— start SUPPLIED TEXT —

On 05/10/2016 03:30 AM, Ján Tomko wrote:
On Mon, May 09, 2016 at 11:57:20AM -0400, Cole Robinson wrote:
> On 05/09/2016 04:59 AM, Peter Krempa wrote:
>> On Fri, May 06, 2016 at 11:19:05 -0400, John Ferlan wrote:
>>>
>>>
>>> On 05/02/2016 10:32 AM, Peter Krempa wrote:
>>>> This reverts commit c79ebf53b5fe0a33bf407b3bcb49e3a27ec97eb4.
>>>>
>>>> We can't just add checks to the XML parser once we've accepted
such
>>>> configuration in the past.
But we can just revert the check once we've accepted it? :)
>>>> ---
>>>> src/conf/domain_conf.c | 22 ----------------------
>>>> tests/qemuxml2argvtest.c | 3 +--
>>>> 2 files changed, 1 insertion(+), 24 deletions(-)
>>>>
>>>
>>> There was a bz associated with that commit - that'll need to be
>>> addressed in some manner...
>>
>> Well, the initial assesment of that BZ was wrong. This should have been
>> fixed in virt manager at that point.
>>
>
> That bz:
https://bugzilla.redhat.com/show_bug.cgi?id=1201143
>
> Is loaded with GSS and other 'priority' tags. Maybe the original assessment
of
> the bug is wrong. But just reverting the commit with little mention of that
> until John dug it up is not helpful IMO
>
Neither is discussing a private BZ on a public list:
"You are not authorized to access bug #1201143. To see this bug, you
must first log in to an account with the appropriate permissions."
Personally not sure why it's private, seeing as that "decision point"
doesn't seem to have any consistency. For some bugs, it's easy, but for
this one, it's not clear. In any case, there's an external bug id
attached to it as well - although again - no idea how to point someone
at that. There's also errata associated with it.. There's another
private bug that was used to generate the "original" adjustments that
were only "run-time" related that resulted in commit id '33188c9fc' -
the bz associated with that uses the same external customer id.
Personally what I find interesting about the bug report is that the
consumer was indicating that the configuration should have been rejected
at the libvirt level. I cannot recall the details or any discussion that
happened last June over this (hence why I tend to be more verbose either
in code commits/comments, list responses, or bzs).
My point in NACK'ing wasn't that this isn't the right thing to do, it
was more towards what is going to be done to address the bz that was
associated with this. I'm not sure it'd be "good form" to just revert
something causing the original problem to surface again months later
without also dealing with the cause. Although perhaps by this time that
type of configuration is avoided.
>>> While I understand your point here, the configuration
didn't work - that
>>> is it couldn't be started anyway so there could not be a domain running
>>> with that configuration and thus it wouldn't disappear on a subsequent
>>> reload, hence why checking the config and rejecting "earlier"

— end SUPPLIED TEXT —

* _SHORT PROBLEM A_
In the mailing list thread, which commit does the patch revert?
The mailing list thread has no connection to the records that come after it.

— start INFORMATION SUPPLIED —

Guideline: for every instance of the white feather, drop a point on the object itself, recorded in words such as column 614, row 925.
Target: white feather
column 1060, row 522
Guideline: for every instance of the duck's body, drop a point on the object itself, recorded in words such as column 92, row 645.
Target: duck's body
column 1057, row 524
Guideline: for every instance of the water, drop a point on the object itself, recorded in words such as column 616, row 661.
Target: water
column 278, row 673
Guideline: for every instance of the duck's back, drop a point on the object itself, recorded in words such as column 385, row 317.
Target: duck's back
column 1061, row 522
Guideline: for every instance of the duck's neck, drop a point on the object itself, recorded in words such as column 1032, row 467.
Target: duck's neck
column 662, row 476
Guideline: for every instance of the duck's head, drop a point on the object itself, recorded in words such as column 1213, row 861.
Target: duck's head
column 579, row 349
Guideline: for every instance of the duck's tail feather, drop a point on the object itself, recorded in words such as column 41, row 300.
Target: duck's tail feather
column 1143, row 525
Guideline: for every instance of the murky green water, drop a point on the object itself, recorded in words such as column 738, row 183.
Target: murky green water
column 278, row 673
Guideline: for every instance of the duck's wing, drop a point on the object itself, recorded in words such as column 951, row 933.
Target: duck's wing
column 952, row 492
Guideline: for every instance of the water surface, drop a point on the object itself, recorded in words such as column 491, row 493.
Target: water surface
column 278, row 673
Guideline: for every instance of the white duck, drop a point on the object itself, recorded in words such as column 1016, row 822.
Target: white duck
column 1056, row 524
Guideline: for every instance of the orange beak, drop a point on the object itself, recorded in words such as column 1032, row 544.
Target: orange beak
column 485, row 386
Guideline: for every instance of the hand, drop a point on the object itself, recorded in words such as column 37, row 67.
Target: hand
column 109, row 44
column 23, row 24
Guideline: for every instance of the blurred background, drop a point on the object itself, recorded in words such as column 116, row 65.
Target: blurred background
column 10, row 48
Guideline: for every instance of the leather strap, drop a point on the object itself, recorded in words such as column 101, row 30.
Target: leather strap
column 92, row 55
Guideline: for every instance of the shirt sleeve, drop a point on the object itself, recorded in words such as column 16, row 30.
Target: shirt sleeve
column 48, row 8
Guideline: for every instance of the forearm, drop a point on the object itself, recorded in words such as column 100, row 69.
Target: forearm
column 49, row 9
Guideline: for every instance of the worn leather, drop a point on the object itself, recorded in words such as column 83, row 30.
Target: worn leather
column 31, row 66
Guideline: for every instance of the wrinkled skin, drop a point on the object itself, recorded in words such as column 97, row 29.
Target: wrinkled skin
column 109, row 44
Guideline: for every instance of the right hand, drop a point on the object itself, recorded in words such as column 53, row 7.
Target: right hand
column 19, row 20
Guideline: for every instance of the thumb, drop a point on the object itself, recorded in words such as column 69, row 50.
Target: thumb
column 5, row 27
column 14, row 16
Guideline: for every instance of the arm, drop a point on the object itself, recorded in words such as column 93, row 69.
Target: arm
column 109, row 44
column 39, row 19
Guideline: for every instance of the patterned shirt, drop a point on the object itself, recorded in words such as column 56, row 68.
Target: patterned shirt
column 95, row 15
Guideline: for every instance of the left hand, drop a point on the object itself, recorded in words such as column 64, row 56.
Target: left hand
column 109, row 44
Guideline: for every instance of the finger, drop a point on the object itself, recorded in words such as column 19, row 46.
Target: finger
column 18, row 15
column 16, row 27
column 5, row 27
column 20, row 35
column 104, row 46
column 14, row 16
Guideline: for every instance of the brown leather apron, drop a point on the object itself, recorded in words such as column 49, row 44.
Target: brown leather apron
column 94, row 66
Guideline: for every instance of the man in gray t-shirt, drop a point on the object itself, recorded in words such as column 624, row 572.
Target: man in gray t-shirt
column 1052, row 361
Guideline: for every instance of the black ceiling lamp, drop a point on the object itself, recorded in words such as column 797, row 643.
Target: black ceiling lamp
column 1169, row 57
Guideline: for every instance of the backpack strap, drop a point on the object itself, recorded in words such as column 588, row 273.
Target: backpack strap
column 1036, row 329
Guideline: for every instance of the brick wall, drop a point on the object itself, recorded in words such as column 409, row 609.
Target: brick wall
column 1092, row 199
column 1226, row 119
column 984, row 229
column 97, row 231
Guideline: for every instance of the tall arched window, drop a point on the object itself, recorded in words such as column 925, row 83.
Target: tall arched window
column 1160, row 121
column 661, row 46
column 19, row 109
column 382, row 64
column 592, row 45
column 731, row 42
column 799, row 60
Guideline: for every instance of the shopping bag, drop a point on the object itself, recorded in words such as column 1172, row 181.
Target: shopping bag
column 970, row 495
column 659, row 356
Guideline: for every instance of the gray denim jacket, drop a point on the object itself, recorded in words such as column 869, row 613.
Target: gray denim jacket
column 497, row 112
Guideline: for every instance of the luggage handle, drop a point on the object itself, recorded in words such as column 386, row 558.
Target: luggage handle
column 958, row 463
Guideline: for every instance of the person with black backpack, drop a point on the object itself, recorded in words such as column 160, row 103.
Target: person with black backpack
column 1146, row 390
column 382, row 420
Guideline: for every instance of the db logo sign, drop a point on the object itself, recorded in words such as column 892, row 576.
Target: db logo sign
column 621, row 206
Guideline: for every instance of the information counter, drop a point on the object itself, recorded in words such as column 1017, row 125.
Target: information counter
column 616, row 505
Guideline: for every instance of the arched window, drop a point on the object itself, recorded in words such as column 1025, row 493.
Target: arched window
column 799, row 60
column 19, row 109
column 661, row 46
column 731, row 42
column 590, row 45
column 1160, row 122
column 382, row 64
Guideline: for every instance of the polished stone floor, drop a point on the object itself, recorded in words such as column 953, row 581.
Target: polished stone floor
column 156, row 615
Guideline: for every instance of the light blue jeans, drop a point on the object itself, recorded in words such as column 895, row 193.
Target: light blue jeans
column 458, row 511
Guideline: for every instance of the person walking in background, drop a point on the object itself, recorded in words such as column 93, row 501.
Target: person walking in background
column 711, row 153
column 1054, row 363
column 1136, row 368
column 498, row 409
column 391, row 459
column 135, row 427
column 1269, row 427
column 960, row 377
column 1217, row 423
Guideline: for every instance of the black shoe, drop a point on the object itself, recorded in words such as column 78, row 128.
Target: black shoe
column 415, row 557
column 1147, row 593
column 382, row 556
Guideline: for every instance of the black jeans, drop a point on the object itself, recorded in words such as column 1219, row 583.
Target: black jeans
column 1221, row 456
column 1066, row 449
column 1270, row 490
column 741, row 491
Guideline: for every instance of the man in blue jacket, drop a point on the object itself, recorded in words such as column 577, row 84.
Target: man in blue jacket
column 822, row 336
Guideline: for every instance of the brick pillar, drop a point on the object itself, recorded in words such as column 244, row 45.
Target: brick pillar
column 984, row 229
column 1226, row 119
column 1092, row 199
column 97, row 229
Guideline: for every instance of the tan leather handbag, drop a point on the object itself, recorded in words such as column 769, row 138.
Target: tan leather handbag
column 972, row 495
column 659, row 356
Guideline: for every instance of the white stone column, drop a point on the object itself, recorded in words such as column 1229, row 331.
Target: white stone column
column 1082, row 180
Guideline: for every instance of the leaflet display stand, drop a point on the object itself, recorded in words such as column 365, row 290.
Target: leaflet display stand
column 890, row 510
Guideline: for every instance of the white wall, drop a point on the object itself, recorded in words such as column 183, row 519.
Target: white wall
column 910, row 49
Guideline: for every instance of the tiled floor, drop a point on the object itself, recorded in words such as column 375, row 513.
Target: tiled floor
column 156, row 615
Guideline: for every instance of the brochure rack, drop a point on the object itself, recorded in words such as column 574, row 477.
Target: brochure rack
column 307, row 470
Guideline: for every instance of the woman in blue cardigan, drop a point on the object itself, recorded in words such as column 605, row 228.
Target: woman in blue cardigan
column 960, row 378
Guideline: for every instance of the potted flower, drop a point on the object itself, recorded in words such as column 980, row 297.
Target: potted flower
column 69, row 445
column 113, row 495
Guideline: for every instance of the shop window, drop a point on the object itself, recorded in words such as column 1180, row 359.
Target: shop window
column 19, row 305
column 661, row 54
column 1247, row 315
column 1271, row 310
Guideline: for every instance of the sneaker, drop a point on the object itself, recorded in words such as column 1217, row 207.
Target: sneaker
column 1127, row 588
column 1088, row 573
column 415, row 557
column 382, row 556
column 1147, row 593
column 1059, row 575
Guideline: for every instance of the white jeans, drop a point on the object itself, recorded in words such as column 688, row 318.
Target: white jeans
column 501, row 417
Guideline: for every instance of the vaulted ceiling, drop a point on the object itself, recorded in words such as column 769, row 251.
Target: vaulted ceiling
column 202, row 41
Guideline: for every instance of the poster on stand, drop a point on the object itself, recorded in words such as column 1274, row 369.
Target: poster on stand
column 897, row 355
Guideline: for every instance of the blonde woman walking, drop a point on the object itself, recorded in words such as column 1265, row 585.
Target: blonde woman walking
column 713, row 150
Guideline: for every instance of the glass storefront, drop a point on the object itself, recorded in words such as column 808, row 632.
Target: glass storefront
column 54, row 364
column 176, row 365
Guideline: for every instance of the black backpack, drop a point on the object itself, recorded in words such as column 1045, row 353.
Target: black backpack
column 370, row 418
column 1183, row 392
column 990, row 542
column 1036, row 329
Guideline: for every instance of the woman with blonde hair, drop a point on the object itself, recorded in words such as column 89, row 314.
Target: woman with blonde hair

— end INFORMATION SUPPLIED —

* _SHORT PROBLEM B_
Reproduce verbatim the lines of the records from the line with "Guideline: for every instance of the leaflet" to the line with "column 890, row 510", including both.

* _WRITTEN SOLUTION A_
It reverts commit c79ebf53b5fe0a33bf407b3bcb49e3a27ec97eb4.

* _WRITTEN SOLUTION B_
Guideline: for every instance of the leaflet display stand, drop a point on the object itself, recorded in words such as column 365, row 290.
Target: leaflet display stand
column 890, row 510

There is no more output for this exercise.